### [Problem statement]
Work out the number of lines in the records that include the word "query"; reply with that number alone.

### [Data under study]
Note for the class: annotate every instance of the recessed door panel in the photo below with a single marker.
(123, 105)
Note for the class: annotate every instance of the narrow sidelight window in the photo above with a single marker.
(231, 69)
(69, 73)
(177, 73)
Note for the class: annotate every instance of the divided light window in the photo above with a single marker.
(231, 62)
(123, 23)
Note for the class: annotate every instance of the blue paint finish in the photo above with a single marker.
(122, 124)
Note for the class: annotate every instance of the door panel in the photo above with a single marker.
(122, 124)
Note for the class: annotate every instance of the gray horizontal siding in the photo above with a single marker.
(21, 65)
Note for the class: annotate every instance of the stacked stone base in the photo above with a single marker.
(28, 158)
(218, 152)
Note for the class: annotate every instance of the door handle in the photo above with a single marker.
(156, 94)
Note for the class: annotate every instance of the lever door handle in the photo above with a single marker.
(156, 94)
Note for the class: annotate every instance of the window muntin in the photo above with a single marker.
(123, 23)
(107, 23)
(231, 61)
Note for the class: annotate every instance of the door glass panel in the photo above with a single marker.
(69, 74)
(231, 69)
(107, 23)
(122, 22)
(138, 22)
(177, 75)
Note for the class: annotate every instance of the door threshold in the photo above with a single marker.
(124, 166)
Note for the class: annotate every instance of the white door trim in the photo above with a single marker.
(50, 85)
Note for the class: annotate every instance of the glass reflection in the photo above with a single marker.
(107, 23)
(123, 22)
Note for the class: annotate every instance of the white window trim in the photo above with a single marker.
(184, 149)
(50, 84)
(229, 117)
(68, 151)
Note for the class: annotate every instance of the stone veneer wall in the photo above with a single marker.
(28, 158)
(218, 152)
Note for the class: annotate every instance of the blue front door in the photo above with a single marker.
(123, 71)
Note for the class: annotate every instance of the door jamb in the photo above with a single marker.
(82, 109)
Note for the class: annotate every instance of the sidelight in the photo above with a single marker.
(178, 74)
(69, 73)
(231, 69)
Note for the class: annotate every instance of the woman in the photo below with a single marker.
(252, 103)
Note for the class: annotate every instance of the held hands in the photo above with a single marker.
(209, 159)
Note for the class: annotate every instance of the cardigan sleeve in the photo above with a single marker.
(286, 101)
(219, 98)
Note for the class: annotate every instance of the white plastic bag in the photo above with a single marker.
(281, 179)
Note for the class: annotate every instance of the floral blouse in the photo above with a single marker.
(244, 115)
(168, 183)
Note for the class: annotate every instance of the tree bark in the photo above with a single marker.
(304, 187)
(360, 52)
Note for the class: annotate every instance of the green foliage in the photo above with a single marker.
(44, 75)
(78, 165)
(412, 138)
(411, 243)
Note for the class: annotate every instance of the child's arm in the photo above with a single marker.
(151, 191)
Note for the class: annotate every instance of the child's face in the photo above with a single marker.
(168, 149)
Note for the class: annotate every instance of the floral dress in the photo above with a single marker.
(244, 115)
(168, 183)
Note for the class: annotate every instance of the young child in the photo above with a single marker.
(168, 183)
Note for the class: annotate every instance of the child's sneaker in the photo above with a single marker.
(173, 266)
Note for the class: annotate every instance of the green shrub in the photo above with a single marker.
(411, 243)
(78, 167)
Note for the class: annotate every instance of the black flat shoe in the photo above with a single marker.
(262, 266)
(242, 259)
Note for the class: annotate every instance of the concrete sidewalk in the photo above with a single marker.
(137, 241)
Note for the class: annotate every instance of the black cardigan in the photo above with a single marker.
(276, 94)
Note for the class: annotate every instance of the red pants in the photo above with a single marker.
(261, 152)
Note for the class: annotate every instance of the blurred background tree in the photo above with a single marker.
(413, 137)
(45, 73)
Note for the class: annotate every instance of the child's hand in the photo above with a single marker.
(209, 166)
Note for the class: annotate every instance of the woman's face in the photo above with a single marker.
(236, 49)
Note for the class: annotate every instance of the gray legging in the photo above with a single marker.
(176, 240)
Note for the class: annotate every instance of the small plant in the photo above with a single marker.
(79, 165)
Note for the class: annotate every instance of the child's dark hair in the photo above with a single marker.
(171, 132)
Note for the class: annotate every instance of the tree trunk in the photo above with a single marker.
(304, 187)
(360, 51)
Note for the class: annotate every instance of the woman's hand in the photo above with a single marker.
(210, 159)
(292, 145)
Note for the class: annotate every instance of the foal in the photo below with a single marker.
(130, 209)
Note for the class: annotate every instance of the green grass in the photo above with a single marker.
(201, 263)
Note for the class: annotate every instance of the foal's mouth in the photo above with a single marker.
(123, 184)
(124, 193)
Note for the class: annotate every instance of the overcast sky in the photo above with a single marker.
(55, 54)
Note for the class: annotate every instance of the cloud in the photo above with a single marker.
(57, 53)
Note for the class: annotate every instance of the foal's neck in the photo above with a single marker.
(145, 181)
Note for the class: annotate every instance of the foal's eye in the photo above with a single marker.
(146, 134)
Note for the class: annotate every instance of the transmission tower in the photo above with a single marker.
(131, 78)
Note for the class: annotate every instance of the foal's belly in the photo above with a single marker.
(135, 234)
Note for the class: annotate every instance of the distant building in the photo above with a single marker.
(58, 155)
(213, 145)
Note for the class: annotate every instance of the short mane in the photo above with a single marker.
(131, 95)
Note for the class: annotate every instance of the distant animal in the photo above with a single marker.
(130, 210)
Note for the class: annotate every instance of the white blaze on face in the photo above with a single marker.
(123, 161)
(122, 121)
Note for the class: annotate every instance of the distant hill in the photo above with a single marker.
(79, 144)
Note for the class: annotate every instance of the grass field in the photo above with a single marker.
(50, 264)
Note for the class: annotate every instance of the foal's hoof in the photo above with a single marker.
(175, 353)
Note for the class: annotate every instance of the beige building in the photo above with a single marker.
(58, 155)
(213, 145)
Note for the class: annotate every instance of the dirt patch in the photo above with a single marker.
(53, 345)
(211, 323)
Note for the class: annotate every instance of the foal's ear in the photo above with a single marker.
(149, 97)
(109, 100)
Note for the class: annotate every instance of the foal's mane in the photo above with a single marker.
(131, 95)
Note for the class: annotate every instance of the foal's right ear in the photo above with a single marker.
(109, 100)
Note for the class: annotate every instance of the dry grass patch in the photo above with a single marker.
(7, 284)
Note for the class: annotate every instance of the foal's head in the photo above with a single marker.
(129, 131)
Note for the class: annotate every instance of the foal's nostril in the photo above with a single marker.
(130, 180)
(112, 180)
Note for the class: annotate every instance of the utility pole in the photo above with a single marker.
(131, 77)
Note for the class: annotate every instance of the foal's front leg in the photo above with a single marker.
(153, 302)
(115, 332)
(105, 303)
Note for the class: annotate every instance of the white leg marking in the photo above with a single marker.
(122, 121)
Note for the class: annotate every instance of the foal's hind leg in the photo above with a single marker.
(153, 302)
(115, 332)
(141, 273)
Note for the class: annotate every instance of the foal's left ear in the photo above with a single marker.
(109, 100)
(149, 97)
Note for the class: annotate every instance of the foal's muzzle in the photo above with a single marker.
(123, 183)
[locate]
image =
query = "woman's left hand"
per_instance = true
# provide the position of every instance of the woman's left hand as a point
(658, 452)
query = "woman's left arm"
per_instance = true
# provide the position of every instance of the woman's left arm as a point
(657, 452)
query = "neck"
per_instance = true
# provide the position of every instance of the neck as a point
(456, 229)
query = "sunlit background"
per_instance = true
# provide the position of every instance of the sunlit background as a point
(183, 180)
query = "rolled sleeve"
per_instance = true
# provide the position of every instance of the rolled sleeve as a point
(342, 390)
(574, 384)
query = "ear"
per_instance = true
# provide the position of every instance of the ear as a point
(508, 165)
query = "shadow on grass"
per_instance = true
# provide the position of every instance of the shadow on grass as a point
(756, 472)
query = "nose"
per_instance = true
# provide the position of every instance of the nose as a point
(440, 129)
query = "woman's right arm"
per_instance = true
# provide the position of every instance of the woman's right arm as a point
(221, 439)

### [Final answer]
9